> **CHALLENGE**:
Retype, character for character, the lines of the data below that begin at the line containing "Find the blue" and run through the line containing "[(748, 429)]".

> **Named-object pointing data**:
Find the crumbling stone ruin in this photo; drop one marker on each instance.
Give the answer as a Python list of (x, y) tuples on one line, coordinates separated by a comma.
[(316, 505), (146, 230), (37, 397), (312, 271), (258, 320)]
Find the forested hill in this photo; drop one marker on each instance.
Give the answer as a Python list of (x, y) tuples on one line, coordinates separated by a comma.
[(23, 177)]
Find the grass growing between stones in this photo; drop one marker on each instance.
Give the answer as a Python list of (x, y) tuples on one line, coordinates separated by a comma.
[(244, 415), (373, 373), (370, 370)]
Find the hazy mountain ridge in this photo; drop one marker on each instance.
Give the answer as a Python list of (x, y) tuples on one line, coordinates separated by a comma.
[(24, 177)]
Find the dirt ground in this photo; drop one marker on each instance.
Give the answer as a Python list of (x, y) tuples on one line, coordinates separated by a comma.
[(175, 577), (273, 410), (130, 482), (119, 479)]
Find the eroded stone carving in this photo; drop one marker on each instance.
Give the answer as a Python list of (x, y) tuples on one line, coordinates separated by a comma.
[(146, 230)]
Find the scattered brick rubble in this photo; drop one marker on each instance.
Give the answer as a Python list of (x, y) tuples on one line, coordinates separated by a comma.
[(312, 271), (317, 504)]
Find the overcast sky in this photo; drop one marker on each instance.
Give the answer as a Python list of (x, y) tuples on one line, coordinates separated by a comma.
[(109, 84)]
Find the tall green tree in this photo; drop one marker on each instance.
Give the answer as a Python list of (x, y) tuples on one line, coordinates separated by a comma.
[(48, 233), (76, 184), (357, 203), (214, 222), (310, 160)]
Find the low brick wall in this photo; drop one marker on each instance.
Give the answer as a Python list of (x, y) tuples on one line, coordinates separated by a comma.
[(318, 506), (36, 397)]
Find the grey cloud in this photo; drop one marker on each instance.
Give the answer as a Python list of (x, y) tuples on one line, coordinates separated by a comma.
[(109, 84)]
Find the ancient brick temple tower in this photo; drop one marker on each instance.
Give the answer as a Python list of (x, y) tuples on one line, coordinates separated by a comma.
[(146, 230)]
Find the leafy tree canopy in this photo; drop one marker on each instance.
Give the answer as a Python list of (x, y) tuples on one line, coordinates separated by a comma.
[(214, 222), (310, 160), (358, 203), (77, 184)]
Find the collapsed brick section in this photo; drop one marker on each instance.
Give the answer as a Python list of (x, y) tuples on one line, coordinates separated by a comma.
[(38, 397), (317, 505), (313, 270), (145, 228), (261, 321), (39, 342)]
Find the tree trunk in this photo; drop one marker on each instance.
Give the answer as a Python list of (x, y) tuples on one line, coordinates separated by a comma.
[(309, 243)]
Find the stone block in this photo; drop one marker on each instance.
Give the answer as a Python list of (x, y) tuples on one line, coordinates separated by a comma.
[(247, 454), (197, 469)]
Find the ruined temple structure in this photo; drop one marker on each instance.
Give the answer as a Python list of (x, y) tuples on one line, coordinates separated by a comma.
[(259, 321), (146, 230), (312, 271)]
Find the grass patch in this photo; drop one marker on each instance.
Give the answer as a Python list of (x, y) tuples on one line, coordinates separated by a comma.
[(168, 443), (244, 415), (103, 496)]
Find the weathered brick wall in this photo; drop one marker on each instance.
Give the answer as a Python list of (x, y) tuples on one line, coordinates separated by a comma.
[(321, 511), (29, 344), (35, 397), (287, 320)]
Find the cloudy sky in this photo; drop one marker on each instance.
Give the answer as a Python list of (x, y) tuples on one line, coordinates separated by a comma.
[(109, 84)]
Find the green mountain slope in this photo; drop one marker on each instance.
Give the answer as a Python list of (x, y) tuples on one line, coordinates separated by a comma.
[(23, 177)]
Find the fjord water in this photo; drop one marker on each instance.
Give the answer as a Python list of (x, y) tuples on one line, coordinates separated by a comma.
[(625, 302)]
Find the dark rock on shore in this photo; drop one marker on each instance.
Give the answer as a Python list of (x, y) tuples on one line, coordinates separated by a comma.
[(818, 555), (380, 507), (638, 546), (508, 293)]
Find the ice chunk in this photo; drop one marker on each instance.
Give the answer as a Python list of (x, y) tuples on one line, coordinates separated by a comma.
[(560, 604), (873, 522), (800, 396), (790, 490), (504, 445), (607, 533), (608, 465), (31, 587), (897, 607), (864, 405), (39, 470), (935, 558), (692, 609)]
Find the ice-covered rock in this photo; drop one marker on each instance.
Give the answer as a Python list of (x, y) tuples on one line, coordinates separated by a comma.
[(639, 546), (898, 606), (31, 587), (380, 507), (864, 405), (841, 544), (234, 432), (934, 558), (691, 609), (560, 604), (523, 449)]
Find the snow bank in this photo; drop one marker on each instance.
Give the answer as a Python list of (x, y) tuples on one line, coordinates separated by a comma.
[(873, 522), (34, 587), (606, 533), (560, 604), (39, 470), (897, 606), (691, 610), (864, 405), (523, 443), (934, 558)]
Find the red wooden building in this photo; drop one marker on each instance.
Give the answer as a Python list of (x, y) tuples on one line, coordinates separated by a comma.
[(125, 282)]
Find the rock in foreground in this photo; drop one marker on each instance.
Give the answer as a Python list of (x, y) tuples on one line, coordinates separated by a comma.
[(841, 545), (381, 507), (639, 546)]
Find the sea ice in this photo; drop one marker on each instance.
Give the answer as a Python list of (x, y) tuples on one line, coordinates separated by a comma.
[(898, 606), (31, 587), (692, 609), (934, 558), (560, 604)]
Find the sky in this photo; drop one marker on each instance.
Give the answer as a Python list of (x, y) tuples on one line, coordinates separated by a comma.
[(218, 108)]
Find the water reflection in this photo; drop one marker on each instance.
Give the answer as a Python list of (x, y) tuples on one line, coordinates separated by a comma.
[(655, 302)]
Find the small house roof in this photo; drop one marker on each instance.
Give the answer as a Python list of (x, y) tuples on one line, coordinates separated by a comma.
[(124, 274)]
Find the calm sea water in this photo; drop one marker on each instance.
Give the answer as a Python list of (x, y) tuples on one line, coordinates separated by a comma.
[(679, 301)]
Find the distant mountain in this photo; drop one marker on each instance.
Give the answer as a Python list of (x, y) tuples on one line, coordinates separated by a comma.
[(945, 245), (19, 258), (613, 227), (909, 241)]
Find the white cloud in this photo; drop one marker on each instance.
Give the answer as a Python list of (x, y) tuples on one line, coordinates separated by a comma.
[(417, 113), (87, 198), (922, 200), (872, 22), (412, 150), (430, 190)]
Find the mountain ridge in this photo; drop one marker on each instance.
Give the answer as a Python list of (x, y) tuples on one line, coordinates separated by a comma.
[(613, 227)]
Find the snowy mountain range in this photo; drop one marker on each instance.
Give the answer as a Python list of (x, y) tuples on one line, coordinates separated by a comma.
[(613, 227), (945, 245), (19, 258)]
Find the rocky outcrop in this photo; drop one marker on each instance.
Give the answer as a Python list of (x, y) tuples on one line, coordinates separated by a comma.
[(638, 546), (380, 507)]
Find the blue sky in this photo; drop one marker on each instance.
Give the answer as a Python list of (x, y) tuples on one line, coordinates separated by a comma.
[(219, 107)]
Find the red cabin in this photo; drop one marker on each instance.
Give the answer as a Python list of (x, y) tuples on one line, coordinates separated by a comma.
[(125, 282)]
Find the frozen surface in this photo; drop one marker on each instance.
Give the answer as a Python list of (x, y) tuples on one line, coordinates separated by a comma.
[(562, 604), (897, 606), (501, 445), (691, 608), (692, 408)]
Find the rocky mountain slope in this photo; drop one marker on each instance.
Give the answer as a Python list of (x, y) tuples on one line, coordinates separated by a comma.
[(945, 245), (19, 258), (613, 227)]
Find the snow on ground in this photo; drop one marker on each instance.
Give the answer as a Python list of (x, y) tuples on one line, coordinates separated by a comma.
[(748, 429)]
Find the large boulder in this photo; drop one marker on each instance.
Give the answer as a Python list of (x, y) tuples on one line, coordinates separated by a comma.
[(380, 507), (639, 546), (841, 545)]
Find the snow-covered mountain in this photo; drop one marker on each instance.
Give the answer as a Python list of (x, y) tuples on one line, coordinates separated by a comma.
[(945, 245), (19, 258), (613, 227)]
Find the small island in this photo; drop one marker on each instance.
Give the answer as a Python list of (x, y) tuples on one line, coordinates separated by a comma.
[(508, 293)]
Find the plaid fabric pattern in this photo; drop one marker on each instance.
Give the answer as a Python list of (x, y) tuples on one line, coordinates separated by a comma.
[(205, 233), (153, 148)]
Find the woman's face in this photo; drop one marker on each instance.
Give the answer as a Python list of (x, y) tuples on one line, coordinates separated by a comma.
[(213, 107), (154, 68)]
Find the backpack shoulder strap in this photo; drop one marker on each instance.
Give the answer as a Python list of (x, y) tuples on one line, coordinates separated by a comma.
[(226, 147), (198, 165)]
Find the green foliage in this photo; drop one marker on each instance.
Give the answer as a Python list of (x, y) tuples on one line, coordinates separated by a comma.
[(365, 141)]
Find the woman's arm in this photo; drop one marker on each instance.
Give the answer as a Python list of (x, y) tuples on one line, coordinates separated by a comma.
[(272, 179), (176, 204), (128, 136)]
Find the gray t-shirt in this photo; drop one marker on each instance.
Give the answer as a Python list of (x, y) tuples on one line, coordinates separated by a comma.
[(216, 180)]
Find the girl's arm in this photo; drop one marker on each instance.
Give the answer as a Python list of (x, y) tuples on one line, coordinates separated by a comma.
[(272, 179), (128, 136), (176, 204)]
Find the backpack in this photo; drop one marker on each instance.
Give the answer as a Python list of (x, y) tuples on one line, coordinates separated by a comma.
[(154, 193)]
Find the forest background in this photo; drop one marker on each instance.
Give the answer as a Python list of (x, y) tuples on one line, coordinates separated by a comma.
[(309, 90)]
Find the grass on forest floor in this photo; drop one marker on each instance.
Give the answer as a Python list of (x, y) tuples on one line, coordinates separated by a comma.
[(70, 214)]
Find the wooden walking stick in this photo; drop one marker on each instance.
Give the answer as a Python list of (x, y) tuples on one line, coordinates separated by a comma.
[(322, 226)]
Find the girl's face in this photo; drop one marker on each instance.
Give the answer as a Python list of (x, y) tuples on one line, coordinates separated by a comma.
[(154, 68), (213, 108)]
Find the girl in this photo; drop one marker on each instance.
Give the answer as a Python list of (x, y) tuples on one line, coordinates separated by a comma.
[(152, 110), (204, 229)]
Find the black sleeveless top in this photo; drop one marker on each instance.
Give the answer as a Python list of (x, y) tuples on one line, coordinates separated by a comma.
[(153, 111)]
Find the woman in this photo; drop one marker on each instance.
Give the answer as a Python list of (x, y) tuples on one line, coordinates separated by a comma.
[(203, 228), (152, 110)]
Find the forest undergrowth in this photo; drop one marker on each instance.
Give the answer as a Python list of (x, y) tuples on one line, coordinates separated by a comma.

> **EXPECTED ANSWER**:
Find the blue sky in this photo; drop one marker on each instance.
Give the answer as a Python list of (x, y) tuples on one line, coordinates separated by a comma.
[(219, 107)]
Find the red cabin in this photo; drop one marker on each instance.
Give the answer as a Python list of (x, y) tuples on one line, coordinates separated by a comma.
[(125, 282)]
Find the frozen surface in this photo; drop one marker on each instance.
Give the answer as a Python list of (x, y) tuples on one line, coordinates separated by a comma.
[(562, 604), (897, 606), (501, 445), (691, 608), (692, 408)]
Find the rocky mountain slope in this photo; drop one marker on each instance.
Give the answer as a Python list of (x, y) tuples on one line, coordinates separated by a comma.
[(945, 245), (19, 258), (613, 227)]
Find the snow on ground in this photo; drop one marker on each instance.
Give the answer as a Python list of (x, y) tuples on one line, coordinates separated by a comma.
[(748, 429)]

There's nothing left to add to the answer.